__RECORDS PROVIDED__

•••

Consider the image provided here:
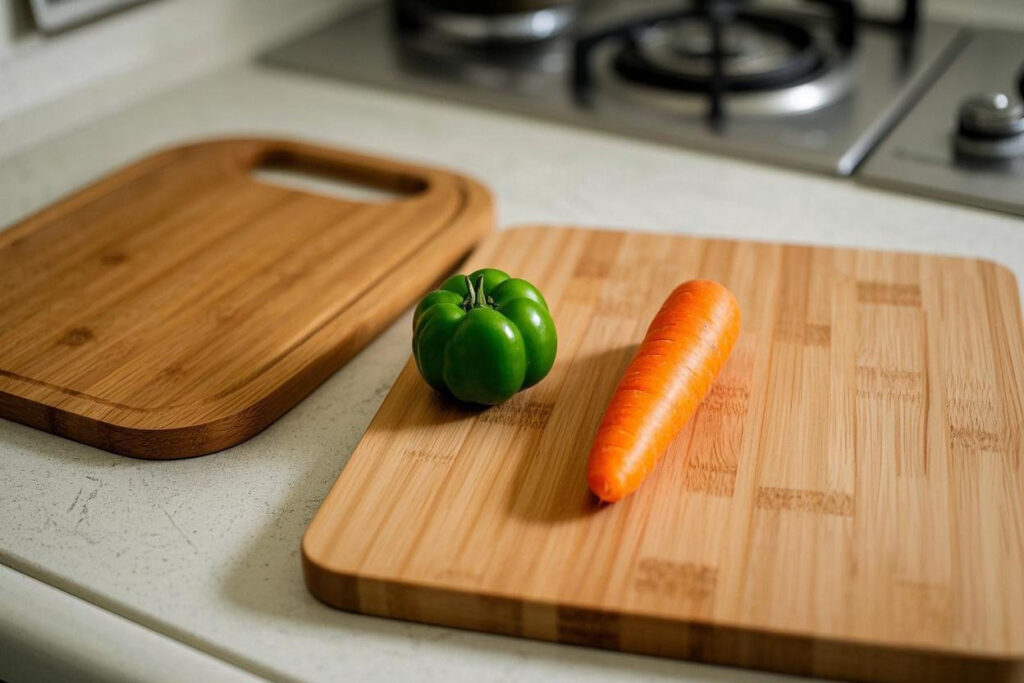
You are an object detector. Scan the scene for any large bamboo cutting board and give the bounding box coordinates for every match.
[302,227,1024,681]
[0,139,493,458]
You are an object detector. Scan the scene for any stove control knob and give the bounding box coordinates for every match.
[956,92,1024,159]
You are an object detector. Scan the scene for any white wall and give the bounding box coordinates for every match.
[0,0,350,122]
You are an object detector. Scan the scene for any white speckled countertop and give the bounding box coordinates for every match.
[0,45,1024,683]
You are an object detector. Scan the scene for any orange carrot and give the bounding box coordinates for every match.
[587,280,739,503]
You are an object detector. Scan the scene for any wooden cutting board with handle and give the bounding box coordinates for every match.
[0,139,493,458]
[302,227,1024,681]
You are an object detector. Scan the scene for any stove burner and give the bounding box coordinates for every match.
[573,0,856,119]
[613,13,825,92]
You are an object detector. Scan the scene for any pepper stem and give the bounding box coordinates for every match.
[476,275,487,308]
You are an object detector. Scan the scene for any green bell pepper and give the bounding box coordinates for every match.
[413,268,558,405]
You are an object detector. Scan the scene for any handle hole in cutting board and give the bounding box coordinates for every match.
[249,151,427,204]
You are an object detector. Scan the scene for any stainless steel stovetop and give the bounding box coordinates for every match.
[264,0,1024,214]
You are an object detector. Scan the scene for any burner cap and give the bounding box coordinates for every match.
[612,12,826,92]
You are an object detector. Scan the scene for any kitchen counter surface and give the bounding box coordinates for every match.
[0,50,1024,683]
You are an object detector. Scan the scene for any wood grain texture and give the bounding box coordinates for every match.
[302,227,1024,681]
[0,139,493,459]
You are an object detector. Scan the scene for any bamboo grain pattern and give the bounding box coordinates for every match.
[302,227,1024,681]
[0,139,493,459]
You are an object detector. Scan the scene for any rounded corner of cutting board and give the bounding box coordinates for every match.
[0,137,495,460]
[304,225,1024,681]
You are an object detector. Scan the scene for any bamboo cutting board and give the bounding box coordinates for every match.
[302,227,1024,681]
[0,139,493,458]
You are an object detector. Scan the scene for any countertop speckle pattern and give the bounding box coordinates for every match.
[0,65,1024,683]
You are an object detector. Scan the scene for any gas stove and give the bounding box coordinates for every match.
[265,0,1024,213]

•••

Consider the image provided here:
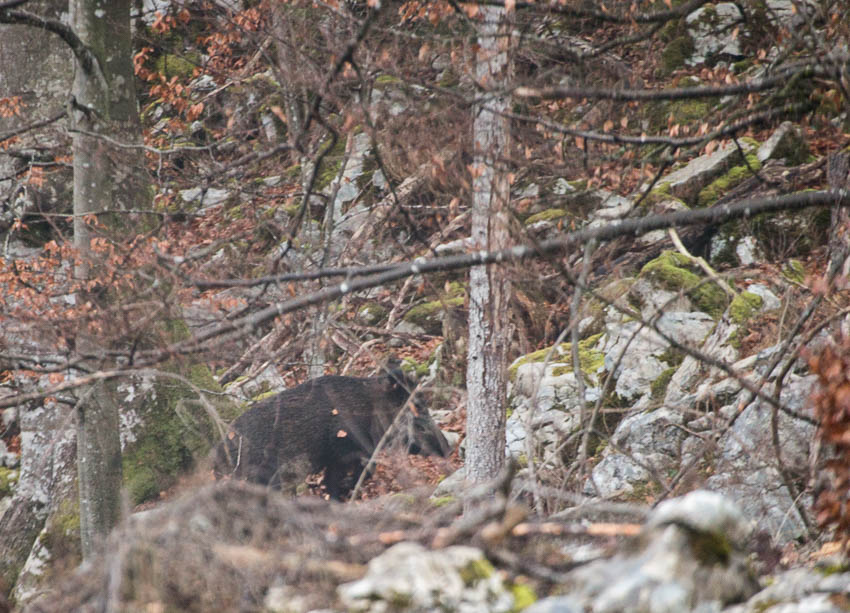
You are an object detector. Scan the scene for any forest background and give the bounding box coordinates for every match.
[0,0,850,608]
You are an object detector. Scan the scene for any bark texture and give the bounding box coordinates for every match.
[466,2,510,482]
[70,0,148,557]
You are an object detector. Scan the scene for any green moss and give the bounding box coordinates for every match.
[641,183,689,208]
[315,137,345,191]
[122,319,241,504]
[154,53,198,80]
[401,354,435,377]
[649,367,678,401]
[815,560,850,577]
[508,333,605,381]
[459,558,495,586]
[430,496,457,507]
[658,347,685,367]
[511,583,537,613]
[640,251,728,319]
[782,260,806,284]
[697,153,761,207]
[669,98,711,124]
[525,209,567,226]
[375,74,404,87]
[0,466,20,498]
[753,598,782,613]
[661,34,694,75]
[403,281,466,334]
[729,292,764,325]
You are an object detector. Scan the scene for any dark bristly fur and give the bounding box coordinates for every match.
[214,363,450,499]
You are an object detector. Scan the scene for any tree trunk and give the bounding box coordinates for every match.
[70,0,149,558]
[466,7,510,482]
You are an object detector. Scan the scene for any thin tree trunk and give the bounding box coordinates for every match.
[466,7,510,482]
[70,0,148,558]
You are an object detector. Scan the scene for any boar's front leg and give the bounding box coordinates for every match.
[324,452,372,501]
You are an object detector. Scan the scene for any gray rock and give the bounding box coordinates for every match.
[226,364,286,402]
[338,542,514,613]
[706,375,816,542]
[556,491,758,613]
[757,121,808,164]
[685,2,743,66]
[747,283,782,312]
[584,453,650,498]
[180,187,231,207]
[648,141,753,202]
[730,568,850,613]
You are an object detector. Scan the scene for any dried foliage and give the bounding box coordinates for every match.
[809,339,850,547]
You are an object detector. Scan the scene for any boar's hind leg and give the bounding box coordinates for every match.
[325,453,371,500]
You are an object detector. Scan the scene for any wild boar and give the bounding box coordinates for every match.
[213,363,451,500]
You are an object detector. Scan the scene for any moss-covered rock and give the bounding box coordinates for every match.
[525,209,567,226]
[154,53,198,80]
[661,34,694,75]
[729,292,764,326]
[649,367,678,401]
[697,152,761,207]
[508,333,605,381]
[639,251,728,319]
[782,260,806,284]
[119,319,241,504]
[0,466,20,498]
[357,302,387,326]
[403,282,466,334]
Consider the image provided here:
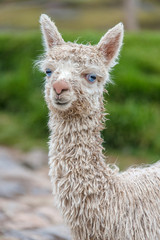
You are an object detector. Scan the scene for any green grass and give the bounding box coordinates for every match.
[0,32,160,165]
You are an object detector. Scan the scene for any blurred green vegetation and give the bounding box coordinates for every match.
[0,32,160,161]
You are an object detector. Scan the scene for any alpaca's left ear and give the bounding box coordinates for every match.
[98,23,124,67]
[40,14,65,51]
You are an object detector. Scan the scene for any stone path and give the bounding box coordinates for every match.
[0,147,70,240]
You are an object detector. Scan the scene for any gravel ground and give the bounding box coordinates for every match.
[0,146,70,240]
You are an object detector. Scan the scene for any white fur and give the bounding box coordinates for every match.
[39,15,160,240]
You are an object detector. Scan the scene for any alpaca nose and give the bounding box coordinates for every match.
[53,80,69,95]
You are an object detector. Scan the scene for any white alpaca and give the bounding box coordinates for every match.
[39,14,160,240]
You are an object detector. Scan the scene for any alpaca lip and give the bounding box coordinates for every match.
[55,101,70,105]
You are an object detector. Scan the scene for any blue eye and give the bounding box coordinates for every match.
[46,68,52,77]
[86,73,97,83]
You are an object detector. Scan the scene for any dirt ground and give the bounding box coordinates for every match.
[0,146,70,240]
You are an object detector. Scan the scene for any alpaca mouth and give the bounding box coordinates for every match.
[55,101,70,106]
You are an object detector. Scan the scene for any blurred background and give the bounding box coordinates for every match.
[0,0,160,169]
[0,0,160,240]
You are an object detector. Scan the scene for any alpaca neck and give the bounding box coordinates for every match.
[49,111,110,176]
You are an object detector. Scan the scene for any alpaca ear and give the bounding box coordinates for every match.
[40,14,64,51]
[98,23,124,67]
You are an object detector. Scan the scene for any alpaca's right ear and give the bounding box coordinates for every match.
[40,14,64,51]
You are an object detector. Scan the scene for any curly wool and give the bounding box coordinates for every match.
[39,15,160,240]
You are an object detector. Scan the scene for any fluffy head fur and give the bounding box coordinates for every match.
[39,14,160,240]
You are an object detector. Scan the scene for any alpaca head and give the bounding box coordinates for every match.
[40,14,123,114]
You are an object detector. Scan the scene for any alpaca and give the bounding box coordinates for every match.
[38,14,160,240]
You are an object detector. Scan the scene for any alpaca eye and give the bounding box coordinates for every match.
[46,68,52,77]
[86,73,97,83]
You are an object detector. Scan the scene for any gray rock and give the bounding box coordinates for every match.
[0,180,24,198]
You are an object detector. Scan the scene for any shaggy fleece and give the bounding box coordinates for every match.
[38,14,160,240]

•••

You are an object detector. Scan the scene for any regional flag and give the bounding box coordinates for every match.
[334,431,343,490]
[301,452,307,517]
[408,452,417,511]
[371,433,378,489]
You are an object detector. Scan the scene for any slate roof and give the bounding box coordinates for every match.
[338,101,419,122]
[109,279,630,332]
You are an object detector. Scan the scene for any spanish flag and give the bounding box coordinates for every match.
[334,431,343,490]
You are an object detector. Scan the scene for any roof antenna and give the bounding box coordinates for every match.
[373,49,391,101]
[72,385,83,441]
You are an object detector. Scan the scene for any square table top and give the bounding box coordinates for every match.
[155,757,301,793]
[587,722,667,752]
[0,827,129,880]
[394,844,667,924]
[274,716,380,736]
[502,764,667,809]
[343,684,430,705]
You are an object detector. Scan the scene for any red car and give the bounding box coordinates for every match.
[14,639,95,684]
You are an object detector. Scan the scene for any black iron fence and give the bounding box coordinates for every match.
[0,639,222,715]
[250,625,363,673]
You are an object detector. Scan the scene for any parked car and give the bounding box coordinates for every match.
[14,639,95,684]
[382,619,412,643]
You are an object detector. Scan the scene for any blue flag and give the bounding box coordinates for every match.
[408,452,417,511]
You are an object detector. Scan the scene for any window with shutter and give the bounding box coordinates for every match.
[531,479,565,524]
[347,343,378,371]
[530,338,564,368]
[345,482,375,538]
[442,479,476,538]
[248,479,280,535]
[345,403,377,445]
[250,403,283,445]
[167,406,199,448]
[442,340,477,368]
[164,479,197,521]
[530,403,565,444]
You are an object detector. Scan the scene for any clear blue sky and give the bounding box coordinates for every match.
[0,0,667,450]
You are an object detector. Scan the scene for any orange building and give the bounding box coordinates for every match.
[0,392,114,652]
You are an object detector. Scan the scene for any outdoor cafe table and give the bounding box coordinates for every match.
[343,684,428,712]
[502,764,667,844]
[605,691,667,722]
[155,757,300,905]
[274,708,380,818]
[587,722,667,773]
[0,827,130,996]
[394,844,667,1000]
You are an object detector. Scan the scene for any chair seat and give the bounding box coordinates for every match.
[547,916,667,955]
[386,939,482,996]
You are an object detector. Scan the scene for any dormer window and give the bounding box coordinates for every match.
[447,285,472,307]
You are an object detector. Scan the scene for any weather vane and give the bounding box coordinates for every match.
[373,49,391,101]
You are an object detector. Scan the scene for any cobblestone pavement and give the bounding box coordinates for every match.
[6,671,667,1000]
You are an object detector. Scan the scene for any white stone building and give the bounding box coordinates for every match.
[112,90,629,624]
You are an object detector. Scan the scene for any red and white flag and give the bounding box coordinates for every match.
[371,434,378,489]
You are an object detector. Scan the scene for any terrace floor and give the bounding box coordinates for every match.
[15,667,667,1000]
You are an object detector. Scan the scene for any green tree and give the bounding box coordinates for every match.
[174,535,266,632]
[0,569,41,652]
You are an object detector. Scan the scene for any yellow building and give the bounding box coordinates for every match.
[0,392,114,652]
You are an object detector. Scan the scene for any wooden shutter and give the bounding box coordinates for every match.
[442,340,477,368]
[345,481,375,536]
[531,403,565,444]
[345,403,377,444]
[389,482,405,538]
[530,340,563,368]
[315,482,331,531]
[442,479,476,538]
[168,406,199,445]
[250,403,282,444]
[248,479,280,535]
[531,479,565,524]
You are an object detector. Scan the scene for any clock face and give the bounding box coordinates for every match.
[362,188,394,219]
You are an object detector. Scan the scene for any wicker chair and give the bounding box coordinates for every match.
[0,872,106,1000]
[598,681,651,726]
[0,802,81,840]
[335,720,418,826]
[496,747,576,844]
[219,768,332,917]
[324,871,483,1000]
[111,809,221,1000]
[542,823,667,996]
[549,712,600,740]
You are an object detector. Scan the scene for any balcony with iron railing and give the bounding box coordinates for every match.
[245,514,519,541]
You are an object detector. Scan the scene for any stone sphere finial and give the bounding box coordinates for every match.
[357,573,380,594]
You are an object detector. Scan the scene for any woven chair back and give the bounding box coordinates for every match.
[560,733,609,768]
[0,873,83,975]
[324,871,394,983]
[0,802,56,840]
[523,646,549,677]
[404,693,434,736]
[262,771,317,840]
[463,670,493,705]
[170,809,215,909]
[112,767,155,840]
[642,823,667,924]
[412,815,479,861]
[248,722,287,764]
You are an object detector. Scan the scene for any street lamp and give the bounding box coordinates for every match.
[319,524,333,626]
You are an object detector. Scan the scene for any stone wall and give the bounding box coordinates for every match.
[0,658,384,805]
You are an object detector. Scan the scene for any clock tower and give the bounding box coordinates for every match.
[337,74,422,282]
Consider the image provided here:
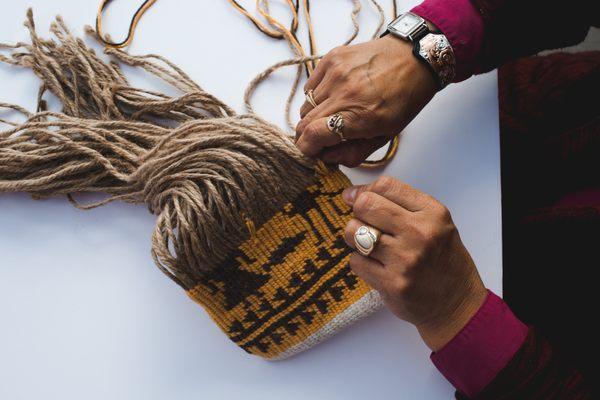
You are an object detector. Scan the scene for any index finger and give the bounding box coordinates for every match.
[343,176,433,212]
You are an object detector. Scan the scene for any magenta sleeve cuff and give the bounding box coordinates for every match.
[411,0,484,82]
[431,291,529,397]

•••

__EXERCISE AIM__
Turn the rows above, from the line with "You are an object detector. Scan the scene for any dark" through the line with "[0,32,160,165]", into a numbered list that skips blank lines and leaves out the pictures.

__TASK RESPONSE__
1. You are an object detector. Scan the scene for any dark bristly fur and give the bounding box coordinates for every match.
2. [214,363,450,499]
3. You are an object detector. Scan the scene for any tree trunk and give the bounding box coordinates for every match.
4. [70,0,149,558]
5. [466,7,510,482]
6. You are an object detector. Scan the scene for any thin tree trunk and give the bounding box coordinates for every match.
7. [466,7,510,482]
8. [70,0,148,558]
9. You are an object detector. Scan the scene for any boar's front leg and give the bounding box coordinates for every match.
10. [324,452,372,501]
11. You are an object detector. Scan the scene for any gray rock and give the bounding box coordinates for every match.
12. [226,364,286,402]
13. [338,542,514,613]
14. [706,375,816,542]
15. [556,491,758,613]
16. [757,121,808,164]
17. [685,2,743,66]
18. [747,283,782,312]
19. [584,453,650,498]
20. [180,187,231,207]
21. [648,141,753,202]
22. [730,568,850,613]
23. You are an object detector. Scan the scene for any dried foliage and give the bounding box coordinates for every match.
24. [809,339,850,547]
25. You are an object detector. Scan the scene for any boar's hind leg and give the bounding box coordinates for every match.
26. [325,453,371,500]
27. You are an object detector. Scan the scene for any wild boar and give the bounding box coordinates for every match.
28. [213,363,451,500]
29. You are an object detector. Scan the scene for any moss-covered rock and give the bounding box coordinates for every match.
30. [525,209,567,226]
31. [154,53,198,80]
32. [661,34,694,75]
33. [729,292,764,326]
34. [649,367,678,401]
35. [697,152,761,207]
36. [508,333,605,381]
37. [639,251,728,319]
38. [782,260,806,284]
39. [119,319,241,504]
40. [0,466,20,498]
41. [357,302,387,326]
42. [403,282,466,334]
43. Consider the image provided here:
44. You are an object detector. Scan the scene for any green grass and give the bounding box coordinates for every match.
45. [0,32,160,165]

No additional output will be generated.